■ **Stored data**

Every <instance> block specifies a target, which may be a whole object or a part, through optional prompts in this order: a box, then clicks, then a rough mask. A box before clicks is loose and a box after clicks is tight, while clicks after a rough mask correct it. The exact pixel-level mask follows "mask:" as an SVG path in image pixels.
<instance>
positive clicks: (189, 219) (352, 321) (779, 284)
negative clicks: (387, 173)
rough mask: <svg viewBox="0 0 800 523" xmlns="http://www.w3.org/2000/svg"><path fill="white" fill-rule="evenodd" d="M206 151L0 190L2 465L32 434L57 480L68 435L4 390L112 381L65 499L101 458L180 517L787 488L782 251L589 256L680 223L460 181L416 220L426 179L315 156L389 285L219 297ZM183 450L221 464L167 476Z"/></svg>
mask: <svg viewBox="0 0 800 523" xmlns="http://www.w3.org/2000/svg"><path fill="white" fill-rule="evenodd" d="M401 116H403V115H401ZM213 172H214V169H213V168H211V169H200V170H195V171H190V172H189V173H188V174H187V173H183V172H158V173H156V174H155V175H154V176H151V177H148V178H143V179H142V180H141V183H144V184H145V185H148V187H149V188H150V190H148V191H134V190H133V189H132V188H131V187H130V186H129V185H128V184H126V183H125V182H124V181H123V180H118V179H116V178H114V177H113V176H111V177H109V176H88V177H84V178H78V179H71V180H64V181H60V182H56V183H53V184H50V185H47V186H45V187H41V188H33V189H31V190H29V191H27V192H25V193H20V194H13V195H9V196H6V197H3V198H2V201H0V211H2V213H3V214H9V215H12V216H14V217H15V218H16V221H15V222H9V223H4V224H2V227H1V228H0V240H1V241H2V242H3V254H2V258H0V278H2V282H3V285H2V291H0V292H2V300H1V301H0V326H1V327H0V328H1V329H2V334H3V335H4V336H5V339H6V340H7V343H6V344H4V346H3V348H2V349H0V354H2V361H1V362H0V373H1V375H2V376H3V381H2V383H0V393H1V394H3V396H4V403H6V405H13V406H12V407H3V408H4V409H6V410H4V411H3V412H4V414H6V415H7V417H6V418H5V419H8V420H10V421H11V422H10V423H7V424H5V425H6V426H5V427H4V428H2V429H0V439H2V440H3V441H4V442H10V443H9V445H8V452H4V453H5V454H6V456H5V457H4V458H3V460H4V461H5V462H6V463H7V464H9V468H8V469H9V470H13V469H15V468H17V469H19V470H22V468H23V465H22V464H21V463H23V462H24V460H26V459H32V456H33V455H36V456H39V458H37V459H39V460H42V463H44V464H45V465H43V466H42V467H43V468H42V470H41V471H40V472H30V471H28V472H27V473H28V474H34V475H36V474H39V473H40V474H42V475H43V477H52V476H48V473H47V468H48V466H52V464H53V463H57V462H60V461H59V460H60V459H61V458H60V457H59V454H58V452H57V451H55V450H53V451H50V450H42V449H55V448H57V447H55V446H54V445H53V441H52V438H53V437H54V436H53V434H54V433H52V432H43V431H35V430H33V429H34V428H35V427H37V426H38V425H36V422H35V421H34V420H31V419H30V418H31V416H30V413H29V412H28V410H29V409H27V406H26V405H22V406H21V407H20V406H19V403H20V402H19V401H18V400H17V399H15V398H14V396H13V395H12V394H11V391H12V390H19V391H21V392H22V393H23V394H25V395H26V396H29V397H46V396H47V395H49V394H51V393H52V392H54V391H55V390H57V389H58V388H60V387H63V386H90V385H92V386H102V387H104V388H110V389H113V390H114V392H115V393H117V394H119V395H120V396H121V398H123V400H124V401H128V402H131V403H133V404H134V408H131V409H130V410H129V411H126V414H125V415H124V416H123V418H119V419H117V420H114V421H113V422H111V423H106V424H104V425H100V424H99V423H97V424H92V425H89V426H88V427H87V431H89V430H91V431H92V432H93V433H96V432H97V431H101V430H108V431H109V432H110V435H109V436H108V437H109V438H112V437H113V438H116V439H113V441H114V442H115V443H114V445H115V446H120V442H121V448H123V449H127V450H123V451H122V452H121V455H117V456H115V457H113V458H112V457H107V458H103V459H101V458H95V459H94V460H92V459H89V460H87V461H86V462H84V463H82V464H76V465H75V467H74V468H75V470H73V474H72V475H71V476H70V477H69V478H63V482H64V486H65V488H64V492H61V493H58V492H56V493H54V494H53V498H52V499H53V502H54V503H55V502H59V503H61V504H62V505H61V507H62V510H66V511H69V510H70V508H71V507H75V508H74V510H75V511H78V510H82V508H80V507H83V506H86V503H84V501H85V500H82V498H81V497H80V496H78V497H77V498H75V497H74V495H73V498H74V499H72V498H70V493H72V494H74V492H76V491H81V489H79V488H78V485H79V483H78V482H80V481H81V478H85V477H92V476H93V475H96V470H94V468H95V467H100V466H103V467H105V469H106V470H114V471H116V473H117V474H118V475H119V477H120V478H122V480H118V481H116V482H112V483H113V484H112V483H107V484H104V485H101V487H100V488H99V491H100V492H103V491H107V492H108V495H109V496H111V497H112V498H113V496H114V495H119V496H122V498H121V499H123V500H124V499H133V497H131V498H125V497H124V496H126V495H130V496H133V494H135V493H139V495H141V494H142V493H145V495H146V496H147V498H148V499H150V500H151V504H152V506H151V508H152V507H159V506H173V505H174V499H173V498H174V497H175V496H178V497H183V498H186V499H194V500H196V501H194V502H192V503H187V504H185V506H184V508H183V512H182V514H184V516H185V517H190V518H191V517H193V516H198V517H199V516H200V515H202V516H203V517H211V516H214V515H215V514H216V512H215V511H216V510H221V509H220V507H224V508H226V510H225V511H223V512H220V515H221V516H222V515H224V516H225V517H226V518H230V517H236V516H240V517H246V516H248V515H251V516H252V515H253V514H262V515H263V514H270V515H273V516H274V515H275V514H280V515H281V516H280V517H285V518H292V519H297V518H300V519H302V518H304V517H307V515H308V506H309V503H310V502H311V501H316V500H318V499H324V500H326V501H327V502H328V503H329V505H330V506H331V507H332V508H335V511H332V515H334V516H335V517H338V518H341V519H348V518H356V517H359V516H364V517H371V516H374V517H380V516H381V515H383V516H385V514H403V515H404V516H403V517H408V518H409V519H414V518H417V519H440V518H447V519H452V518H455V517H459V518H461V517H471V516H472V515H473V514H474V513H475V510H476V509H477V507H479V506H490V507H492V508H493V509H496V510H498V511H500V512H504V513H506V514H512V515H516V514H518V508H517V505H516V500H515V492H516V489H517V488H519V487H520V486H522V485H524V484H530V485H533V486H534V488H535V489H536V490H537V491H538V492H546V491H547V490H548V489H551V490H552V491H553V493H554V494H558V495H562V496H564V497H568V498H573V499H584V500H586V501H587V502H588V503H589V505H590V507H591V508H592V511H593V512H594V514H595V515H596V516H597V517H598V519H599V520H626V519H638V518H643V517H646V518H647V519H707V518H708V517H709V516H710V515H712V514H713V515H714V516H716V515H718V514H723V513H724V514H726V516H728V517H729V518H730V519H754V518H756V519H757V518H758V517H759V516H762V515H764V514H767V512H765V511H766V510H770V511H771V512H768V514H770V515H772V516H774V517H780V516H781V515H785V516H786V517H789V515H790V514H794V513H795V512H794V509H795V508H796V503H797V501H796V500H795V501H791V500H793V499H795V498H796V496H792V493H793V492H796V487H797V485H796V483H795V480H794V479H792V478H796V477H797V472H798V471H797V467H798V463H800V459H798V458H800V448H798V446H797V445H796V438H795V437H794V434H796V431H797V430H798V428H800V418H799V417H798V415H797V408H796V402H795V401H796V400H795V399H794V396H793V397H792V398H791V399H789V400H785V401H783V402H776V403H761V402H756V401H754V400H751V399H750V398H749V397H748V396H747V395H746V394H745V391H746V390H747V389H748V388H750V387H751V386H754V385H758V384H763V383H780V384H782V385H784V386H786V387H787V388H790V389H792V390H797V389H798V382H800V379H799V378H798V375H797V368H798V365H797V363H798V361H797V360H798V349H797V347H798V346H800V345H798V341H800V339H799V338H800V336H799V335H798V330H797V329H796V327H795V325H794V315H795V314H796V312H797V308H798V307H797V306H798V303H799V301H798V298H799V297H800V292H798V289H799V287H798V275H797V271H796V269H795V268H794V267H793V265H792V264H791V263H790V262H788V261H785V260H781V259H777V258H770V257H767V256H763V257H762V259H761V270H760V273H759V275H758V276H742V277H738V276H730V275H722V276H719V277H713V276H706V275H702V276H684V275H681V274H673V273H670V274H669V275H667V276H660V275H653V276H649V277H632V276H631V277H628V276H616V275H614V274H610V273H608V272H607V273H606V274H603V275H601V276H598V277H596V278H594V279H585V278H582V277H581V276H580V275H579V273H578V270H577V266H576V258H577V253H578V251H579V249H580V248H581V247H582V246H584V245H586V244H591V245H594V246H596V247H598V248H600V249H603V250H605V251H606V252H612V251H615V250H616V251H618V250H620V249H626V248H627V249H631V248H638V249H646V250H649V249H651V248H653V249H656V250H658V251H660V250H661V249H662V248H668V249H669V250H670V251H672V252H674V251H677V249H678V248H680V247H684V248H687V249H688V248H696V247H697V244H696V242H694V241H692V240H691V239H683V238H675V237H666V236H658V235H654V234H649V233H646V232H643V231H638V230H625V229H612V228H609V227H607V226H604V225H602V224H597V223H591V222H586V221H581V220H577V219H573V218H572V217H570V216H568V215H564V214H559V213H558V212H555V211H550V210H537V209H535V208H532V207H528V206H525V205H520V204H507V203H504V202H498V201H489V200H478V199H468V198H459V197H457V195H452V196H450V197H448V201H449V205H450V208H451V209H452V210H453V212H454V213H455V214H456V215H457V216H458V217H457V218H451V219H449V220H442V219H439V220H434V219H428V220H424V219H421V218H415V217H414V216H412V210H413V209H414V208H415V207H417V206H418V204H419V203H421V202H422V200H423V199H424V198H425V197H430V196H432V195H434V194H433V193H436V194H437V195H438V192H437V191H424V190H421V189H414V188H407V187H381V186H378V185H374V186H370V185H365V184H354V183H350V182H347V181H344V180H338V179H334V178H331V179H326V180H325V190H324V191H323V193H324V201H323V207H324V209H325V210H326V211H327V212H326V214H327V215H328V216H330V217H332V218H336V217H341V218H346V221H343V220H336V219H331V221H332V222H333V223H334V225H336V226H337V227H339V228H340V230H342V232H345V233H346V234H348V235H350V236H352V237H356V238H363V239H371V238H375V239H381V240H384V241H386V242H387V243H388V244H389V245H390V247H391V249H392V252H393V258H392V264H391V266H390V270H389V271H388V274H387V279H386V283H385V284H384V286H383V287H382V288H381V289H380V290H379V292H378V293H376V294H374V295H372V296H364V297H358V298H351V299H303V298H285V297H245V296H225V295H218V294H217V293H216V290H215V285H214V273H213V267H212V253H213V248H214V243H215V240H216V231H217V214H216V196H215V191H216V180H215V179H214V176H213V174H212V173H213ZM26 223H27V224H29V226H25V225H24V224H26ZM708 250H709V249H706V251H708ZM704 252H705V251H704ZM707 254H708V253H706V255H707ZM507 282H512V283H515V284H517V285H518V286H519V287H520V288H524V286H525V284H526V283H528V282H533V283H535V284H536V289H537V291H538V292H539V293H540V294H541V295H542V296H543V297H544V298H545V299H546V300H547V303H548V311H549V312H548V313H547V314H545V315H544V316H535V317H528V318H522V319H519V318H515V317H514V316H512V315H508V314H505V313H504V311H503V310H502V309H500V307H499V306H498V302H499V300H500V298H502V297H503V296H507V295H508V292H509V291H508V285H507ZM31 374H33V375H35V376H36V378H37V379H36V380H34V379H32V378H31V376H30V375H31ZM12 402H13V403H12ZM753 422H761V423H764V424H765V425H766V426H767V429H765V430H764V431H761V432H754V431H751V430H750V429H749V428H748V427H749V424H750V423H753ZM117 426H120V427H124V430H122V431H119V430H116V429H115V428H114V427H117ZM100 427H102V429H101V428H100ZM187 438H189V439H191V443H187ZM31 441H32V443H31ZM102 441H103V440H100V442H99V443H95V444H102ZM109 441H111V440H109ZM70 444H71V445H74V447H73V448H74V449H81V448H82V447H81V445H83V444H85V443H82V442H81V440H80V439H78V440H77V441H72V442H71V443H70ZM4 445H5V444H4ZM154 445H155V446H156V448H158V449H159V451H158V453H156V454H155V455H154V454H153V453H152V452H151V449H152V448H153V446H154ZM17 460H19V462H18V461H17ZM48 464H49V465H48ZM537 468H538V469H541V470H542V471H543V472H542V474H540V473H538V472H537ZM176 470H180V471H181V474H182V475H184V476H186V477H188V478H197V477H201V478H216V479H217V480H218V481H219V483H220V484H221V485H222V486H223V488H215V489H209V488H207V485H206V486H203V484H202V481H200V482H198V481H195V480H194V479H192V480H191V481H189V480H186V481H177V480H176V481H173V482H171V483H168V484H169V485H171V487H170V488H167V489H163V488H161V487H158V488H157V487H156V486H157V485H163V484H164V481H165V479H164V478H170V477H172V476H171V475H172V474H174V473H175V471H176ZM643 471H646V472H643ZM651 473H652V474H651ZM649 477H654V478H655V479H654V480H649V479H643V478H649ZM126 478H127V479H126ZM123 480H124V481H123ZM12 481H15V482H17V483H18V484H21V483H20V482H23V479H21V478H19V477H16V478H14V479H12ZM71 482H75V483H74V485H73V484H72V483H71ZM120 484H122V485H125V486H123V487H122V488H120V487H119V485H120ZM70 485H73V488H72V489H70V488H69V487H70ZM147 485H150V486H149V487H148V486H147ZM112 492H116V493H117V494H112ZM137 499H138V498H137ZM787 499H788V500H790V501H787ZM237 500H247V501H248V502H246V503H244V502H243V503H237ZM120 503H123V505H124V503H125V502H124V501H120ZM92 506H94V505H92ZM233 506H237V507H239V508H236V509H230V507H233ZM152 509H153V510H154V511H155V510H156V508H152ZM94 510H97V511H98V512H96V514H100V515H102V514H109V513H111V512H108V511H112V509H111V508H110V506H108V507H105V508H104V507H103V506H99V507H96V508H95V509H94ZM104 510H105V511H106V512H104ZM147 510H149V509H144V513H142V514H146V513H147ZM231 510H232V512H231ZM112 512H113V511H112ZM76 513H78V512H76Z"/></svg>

■ **How to complete this task**
Reproduce every line of the entries above, unchanged, from the very first one down to and including the line containing "negative clicks: (387, 173)".

■ **Exercise solution**
Every <instance> block specifies a target, which may be a whole object or a part, through optional prompts in this order: a box, then clicks, then a rough mask. A box before clicks is loose and a box after clicks is tight, while clicks after a rough mask correct it. The exact pixel-level mask follows "mask:" as an SVG path in image pixels.
<instance>
positive clicks: (189, 219) (352, 321) (779, 284)
negative clicks: (387, 173)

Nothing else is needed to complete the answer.